**Document passage:**
■ ■ ■
United States Court of Appeals, Sixth Circuit

August 23, 2019

April Miller; Karen Ann Roberts; Shantel Burke; Stephen Napier; Jody Fernandez; Kevin Holloway; L. Aaron Skaggs; Barry W. Spartman, Plaintiffs-Appellees,
v.
Elwood Caudill, Jr., in his official capacity as Rowan County Clerk, Defendant-Appellee/Cross-Appellant, Rowan County, Kentucky, Defendant-Appellee, Matthew G. Bevin, in his official capacity as Governor of Kentucky; Terry Manuel, in his official capacity as State Librarian and Commissioner of the Kentucky Department for Libraries and Archives, Third Party/Defendants-Appellants/Cross-Appellees.

          Argued: January 31, 2019

          Appeal from the United States District Court for the Eastern District of Kentucky at Ashland. No. 0:15-cv-00044-David L. Bunning, District Judge.

         ARGUED:

          Palmer G. Vance, II, STOLL KEENON OGDEN, PLLC, Lexington, Kentucky, for Matthew G. Bevin and Terry Manuel.

          William E. Sharp, BLACKBURN DOMENE & BURCHETT, PLLC, Louisville, Kentucky, for April Miller, et al. Roger K. Gannam, LIBERTY COUNSEL, Orlando, Florida, for Elwood Caudill, Jr.

         ON BRIEF:

          Palmer G. Vance, II, William M. Lear, Jr., STOLL KEENON OGDEN, PLLC, Lexington, Kentucky, for Matthew G. Bevin and Terry Manuel.

          William E. Sharp, BLACKBURN DOMENE & BURCHETT, PLLC, Louisville, Kentucky, James D. Esseks, Ria Tabacco Mar, Daniel Mach, Heather L. Weaver, AMERICAN CIVIL LIBERTIES UNION FOUNDATION, New York, New York, Daniel J. Canon, Laura E. Landenwich, CLAY DANIEL WALTON & ADAMS, Louisville, Kentucky, Amy D. Cubbage, ACLU OF KENTUCKY, Louisville, Kentucky, for April Miller, et al.

          Roger K. Gannam, Mathew D. Staver, Horatio G. Mihet, Kristina J. Wenberg, LIBERTY COUNSEL, Orlando, Florida, for Elwood Caudill, Jr.

          Jeffrey C. Mando, ADAMS, STEPNER, WOLTERMANN & DUSING, PLLC, Covington, Kentucky, for Rowan County.

          Before: GRIFFIN, WHITE, and BUSH, Circuit Judges.

          OPINION

          GRIFFIN, CIRCUIT JUDGE

         Under the "American Rule," parties typically pay their own attorney's fees. Congress created an exception, though, for plaintiffs who win cases against government officials over civil-rights violations. Here, plaintiffs applied for marriage licenses only to find that Kim Davis, who oversaw marriage licensing for Rowan County, Kentucky, wouldn't issue them. So they sued her for infringing their constitutional right to marry, and the district court ordered Davis to give them what they wanted. Once they obtained licenses (or chose not to seek them again), they chose not to pursue the lawsuit any further. But they did pursue attorney's fees, which the district court awarded and required the Commonwealth of Kentucky to pay. The Commonwealth, Rowan County, and the official who replaced Davis now contend that plaintiffs didn't win and thus can't recover attorney's fees. They also dispute who must pay the fee award. And Davis's successor challenges the amount of the award. We reject all the issues the parties raise on appeal and therefore affirm.

         I.
■ ■ ■
**Records supplied:**
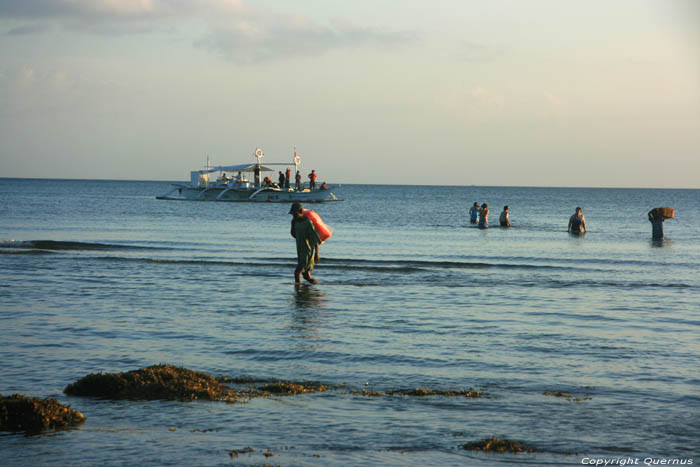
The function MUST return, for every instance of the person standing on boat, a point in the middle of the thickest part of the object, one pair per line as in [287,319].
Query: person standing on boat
[312,180]
[504,219]
[257,176]
[484,216]
[474,213]
[308,241]
[577,223]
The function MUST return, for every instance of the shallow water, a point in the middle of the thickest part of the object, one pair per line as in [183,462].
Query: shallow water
[101,276]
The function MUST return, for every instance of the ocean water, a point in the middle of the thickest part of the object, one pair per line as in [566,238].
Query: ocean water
[100,276]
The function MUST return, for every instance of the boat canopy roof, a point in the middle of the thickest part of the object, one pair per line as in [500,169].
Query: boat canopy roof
[235,168]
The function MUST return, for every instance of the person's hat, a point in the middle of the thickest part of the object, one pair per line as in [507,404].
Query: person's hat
[296,207]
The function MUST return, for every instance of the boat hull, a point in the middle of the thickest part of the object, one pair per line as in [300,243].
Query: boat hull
[265,195]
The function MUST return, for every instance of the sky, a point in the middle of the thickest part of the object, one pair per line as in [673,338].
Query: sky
[458,92]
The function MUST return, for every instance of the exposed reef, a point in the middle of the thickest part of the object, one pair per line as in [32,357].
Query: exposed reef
[32,415]
[158,382]
[494,444]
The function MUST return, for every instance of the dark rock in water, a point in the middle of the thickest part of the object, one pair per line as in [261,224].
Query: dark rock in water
[158,382]
[245,450]
[291,388]
[497,445]
[420,392]
[566,395]
[32,415]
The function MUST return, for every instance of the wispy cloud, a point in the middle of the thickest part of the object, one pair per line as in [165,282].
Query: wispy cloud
[234,30]
[256,38]
[28,29]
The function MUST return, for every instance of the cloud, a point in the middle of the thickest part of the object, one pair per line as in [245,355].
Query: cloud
[487,100]
[28,29]
[258,38]
[233,30]
[115,10]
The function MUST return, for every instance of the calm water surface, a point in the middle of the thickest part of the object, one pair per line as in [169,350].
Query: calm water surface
[101,276]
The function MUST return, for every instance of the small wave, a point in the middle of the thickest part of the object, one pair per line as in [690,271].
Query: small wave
[9,251]
[68,245]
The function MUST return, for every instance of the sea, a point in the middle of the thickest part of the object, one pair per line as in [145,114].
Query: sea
[585,349]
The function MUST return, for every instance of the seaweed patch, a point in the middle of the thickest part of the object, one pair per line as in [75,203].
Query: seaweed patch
[421,392]
[494,444]
[158,382]
[566,396]
[22,413]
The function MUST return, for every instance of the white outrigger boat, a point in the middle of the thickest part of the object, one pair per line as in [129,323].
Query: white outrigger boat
[239,187]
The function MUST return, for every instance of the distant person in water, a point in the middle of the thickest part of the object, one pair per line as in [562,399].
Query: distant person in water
[504,219]
[484,216]
[256,171]
[657,216]
[577,223]
[308,242]
[474,213]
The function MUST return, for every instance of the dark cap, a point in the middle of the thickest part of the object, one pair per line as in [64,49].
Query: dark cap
[296,207]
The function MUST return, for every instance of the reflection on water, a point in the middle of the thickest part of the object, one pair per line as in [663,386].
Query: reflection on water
[306,304]
[308,297]
[661,242]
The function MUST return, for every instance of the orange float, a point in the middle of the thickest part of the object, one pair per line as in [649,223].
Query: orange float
[324,232]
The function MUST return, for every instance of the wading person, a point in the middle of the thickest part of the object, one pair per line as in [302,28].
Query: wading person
[308,242]
[312,180]
[484,216]
[657,216]
[577,223]
[474,213]
[504,219]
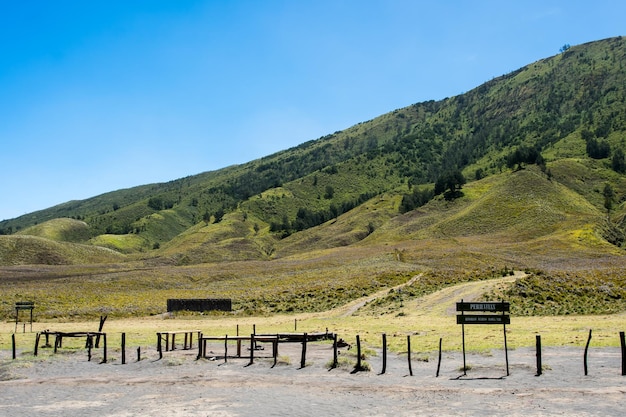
■ ■ ■
**Requirements:**
a: According to the court opinion, who oversaw marriage licensing for Rowan County, Kentucky?
b: Lay out the rows from the line with "The function MUST return, for every instance of the reflection" through the end of the rows as a JSON list of strings, one string per line, omitting blank lines and any pictures.
The court opinion and the rows are unrelated material.

**Expected answers:**
a: Kim Davis

b:
[
  "The function MUST return, for every instance of the reflection on water, a point in the middle of the thickest part of the object, one pair per line as in [663,386].",
  "Query: reflection on water",
  "[306,304]",
  "[308,297]",
  "[661,242]",
  "The function MUST return, for every instance of the orange float, a point in the middle of the thickest part of the object, one pair per line as in [649,223].",
  "Query: orange float",
  "[324,232]",
  "The function MUST return, for every instance of the wading person, a point in the middle of the thickest part of the object, one pair per line as in [302,28].",
  "Query: wading person",
  "[308,242]",
  "[312,180]",
  "[484,216]",
  "[657,216]",
  "[577,223]",
  "[474,213]",
  "[504,219]"
]